Продолжите текст о приезде родителей к детям в лагерь, начав сразу после его последнего предложения.

## Текст для чтения
######
Нам, дежурным, многие оставляли фрукты и конфеты, частью которых мы потом угощали загрустивших детей, которые приходили и спрашивали о не приехавших к ним родителях. Так нам советовали воспитатели. Таких было обычно один или двое. Они появлялись ближе к закрытию приема и грустно интересовались, надеясь на то, что их просто забыли позвать. Мы говорили, что нет, а студент-воспитатель расспрашивал ребенка, кто к нему должен был приехать, обнадеживал его тем, что у родителей, наверное, много работы, и предлагал нам угостить его скопленными вкусностями, что мы с удовольствием и сочувствием делали (потому как объелись уже до этого). Потом воспитатель обычно сопровождал ребенка в отряд или советовал нам отвести его и подключить к какой-нибудь игре, расспросив об интересах.
Девочек почти все родители расспрашивали о том, не влюбилась ли она. И те томно закатывали глаза, поглядывая на нас, дежурных, фыркали и отвечали, что «нет». Их тоже подкармливали, и они приносили и отдавали уже ношенные вещи и брали свежие на замену. Мальчики обычно о таком совершенно не беспокоились.
######
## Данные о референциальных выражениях

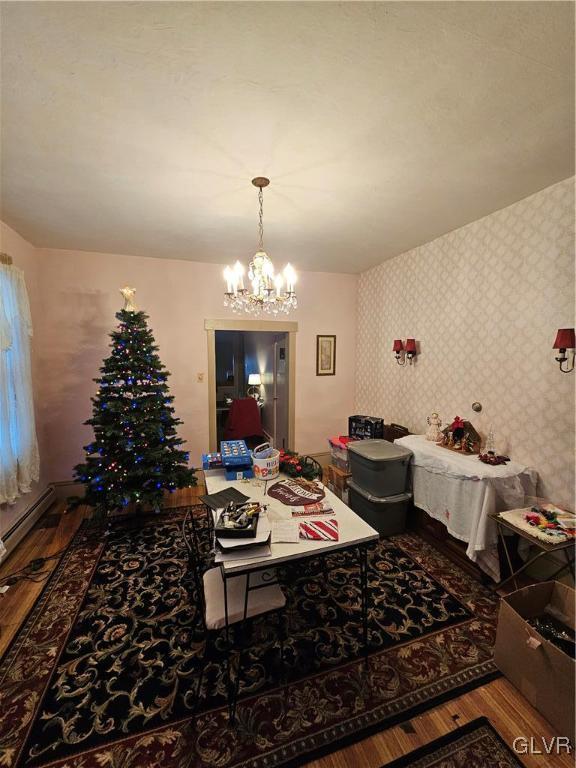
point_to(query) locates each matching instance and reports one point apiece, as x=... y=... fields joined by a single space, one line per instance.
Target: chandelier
x=268 y=292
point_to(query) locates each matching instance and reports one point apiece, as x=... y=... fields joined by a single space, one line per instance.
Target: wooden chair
x=228 y=601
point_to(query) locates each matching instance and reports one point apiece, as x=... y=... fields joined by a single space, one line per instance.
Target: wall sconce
x=398 y=348
x=410 y=349
x=565 y=339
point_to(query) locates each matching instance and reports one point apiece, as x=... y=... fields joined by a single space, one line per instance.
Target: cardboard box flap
x=563 y=602
x=530 y=601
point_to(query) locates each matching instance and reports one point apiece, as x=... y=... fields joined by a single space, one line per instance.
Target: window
x=19 y=462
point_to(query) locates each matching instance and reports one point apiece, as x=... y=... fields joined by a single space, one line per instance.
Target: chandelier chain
x=260 y=220
x=267 y=291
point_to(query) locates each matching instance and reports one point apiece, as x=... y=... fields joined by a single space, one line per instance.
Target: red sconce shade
x=565 y=339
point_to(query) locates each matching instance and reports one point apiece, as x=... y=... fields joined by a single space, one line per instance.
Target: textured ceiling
x=136 y=127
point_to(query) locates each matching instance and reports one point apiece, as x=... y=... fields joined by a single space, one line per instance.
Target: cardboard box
x=538 y=669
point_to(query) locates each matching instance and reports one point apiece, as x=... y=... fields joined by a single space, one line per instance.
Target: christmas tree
x=135 y=455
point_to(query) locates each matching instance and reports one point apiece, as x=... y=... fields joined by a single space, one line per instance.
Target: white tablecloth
x=460 y=491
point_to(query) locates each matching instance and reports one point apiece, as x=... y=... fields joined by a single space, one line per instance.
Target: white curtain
x=19 y=460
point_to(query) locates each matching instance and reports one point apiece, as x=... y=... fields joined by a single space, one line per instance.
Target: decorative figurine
x=433 y=432
x=461 y=436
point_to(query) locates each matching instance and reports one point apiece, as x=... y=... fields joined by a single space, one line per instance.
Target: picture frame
x=326 y=355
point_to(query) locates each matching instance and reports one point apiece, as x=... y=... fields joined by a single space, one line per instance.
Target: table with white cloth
x=461 y=492
x=354 y=534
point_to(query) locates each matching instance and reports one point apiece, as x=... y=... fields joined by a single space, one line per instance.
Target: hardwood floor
x=508 y=711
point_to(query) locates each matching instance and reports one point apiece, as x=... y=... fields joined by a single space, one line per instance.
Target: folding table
x=354 y=534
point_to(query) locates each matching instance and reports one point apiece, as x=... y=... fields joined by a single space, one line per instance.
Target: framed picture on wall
x=325 y=355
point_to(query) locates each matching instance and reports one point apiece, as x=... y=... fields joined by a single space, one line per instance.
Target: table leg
x=242 y=632
x=570 y=562
x=363 y=557
x=228 y=648
x=522 y=568
x=508 y=560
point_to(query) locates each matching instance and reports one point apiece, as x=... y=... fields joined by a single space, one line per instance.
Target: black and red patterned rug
x=103 y=671
x=475 y=745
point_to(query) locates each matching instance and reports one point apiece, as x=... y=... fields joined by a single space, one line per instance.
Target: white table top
x=352 y=529
x=443 y=461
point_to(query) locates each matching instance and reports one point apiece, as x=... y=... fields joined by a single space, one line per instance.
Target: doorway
x=241 y=353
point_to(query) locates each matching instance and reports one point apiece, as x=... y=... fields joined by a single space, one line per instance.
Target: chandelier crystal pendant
x=267 y=292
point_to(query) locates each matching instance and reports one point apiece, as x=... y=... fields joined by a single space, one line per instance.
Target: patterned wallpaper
x=484 y=303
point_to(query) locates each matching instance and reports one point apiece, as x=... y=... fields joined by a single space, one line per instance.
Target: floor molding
x=16 y=533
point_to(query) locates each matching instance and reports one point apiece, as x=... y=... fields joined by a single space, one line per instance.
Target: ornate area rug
x=475 y=745
x=103 y=671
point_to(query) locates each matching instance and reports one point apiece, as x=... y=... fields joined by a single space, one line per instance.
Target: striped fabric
x=319 y=530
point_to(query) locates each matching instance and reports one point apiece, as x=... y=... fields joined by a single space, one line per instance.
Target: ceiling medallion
x=267 y=292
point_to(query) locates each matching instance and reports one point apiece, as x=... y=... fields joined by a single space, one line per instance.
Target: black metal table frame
x=545 y=549
x=362 y=549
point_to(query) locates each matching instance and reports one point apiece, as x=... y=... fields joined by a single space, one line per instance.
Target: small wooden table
x=545 y=548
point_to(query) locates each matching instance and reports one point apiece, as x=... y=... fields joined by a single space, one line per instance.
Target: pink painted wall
x=79 y=299
x=25 y=257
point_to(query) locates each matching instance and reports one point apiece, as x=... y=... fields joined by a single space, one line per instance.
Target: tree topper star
x=128 y=294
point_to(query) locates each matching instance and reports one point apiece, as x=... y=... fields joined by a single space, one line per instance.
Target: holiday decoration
x=297 y=492
x=552 y=520
x=493 y=459
x=433 y=432
x=128 y=294
x=294 y=465
x=135 y=455
x=461 y=436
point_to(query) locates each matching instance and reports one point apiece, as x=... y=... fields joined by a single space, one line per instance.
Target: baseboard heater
x=20 y=528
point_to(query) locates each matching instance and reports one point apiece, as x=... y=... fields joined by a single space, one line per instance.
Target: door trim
x=290 y=328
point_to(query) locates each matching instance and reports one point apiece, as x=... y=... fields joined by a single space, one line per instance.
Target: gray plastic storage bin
x=379 y=467
x=386 y=514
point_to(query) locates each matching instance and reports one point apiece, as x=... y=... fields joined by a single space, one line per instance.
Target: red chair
x=243 y=420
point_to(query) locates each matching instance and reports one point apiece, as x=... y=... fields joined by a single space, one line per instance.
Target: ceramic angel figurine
x=128 y=294
x=433 y=432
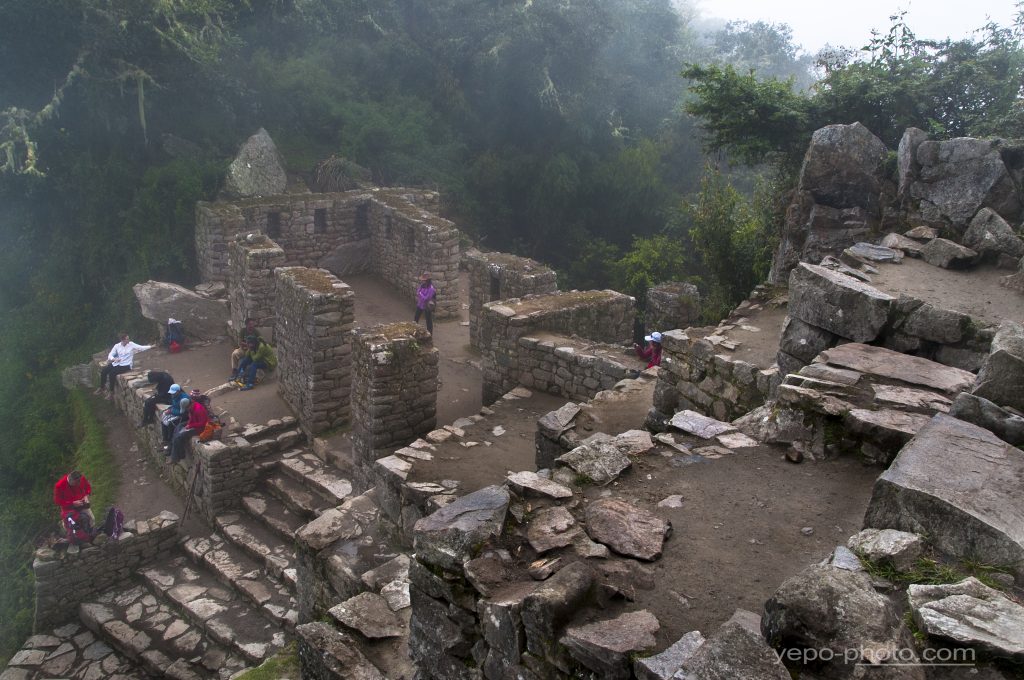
######
## Ответ на задание
Моя мама приезжала всегда и привозила целые баулы еды. Она очень переживала, что нас недокармливают или кормят не совсем качественно. Хотя на самом деле нас кормили отлично четыре раза в день, и, гуляя постоянно на свежем воздухе, мы отлично питались. Если другие ребята проводили с родителями минут пятнадцать и бежали играть дальше, то встреча с мамой затягивалась на час и больше, а в конце переставала быть томной и я уже начинал нервничать. Кроме того, что мама насыщала меня едой так, что на полдник и ужин можно было не идти в принципе, она подробно вела опрос о происходящем в лагере, о воспитателях, играх, событиях, вообще обо всем, что происходило. Притом расспрашивала про одно и то же по несколько раз, не по два, а по три-пять раз, как будто желая узнать и найти нестыковки в рассказе и «вывести меня на чистую воду». Потом она начинала рассказывать свои воспоминания о пионерских лагерях времен Хрущева и описывать, сравнивать тогдашние пионерские лагеря с теперешними, после этого шла череда советов. После еще минут десять расспрашивала, что привезти на следующий раз, как это приготовить и во сколько лучше приехать, чтобы мне было удобно провести больше времени с ней на следующей встрече. Я был настолько далек от понимания «важности» этих расспросов, в особенности когда меня ждали игры в отряде, что к концу встречи я замечал за собой то же, что и у других детей – нервное постукивание ногой о пол, правда, оно у меня начиналось намного позже, чем у остальных. Мама, замечая, что скоро я взорвусь, расцеловывала меня и отпускала, а я, раздосадованный, шел в отряд, потому как бежать было тяжело от переедания.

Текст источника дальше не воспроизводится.